• [Extract provided]:
A national medical association contacted Ground Floor Partners seeking help with developing a business plan to set up their own in-house testing facility for members. Each year the association brought in several hundred physicians for several days of oral examinations. The association had been leasing space from a hotel for several years, and while the arrangement seemed to be working reasonably well, the board believed they could set up their own in-house testing facility and then rent the space out to other groups to make a profit.
The board asked Ground Floor Partners to help them develop a business plan for the proposed facility.
Initially, this looked like a fairly straightforward project. We would research other groups that needed testing centers (demand), identify and research other testing facilities (supply), and compare the two sides. We assumed there was modest supply but plenty of demand.
However, our research quickly revealed the opposite: demand was shrinking and supply was increasing. The Airbnb, flex space, and shared office space movements were all growing, while the demand for specialized testing facilities was shrinking.

• [Material shown]:
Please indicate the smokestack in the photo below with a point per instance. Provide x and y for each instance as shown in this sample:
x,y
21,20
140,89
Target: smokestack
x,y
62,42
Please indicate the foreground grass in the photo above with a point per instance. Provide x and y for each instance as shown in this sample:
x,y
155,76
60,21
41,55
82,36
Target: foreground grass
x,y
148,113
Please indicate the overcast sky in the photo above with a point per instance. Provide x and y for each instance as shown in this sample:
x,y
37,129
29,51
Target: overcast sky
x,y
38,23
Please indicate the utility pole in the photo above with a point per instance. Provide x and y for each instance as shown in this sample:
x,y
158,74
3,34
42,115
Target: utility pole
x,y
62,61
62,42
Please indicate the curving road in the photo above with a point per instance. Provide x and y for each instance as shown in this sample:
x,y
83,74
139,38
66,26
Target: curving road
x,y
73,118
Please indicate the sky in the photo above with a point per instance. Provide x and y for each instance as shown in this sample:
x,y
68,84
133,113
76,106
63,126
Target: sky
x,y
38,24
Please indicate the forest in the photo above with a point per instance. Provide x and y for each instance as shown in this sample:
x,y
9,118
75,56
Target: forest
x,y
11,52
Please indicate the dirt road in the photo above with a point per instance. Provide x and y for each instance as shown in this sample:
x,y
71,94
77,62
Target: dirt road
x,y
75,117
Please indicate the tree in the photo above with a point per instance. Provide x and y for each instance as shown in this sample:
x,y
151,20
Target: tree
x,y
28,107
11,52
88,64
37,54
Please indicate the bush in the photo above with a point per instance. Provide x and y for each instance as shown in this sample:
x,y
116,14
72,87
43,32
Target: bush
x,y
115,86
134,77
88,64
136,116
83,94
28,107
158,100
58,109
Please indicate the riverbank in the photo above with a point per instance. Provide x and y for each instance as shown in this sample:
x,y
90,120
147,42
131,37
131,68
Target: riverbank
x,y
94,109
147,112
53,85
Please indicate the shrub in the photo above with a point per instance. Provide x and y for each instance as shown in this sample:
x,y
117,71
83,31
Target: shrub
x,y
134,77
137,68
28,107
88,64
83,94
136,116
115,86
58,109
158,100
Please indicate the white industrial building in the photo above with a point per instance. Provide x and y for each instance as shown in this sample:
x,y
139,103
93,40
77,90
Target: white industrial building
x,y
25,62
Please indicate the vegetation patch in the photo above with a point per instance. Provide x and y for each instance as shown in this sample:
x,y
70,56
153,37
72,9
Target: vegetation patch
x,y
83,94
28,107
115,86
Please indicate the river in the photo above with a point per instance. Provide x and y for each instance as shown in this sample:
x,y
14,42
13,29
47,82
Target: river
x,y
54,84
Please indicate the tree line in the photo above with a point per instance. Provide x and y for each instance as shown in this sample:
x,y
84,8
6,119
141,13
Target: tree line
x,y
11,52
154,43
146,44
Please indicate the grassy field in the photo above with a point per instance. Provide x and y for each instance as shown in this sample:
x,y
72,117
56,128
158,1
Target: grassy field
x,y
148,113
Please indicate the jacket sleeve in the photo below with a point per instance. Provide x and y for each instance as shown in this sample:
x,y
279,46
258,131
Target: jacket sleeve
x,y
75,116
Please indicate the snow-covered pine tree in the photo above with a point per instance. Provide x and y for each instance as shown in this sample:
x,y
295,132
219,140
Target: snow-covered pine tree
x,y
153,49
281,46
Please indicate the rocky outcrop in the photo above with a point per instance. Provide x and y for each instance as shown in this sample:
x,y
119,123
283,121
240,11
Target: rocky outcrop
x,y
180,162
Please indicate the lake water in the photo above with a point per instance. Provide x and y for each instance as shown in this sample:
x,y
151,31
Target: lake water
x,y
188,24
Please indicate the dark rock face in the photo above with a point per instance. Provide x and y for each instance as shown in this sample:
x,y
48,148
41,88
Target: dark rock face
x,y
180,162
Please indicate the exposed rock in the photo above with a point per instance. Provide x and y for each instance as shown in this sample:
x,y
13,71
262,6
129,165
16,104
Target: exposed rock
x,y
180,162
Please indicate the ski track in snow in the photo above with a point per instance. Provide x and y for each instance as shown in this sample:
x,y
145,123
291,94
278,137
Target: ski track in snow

• [Problem A]: In the account of the medical association's planned testing facility, where had the association been holding its oral examinations before the proposal?
• [Problem B]: From the account of the medical association's testing facility, reproduce the passage from "Initially, this looked" to "plenty of demand.".
• [Problem C]: Carry on the account of the medical association's testing facility plan, starting after its final sentence.

• [Answer A]: In space it leased from a hotel.

• [Answer B]:
Initially, this looked like a fairly straightforward project. We would research other groups that needed testing centers (demand), identify and research other testing facilities (supply), and compare the two sides. We assumed there was modest supply but plenty of demand.

• [Answer C]:
Another issue was that we were ten years into the economic expansion since the Great Recession, so construction and real estate prices were near historical highs. This was especially so in the neighborhoods of greatest interest to the association.
On top of all this, because our client needed a rather large and unique space, the landlords all insisted on long term leases, in the range of 5-10 years.
We concluded that if they went ahead with the new testing facility, they would lock in high costs now, and be vulnerable to potentially lower leasing rates from their tenants in the future.
We developed a simple financial model for the business and ran several different scenarios. The model indicated the association could easily lock in a $500,000 annual loss each year for the next 5-10 years.
We also contacted several commercial real estate brokers and tenant representation agents to get their opinions. They agreed that the concept was flawed and suggested exploring alternatives.
We presented our findings to the board. They reviewed our findings and decided to follow a much safer course. The association abandoned the project and instead decided to rent space from another group that had already invested in a new facility. Our research and advice helped the association enter into an attractive, flexible solution, and potentially saved them a minimum of $2.5 million dollars over the next five years.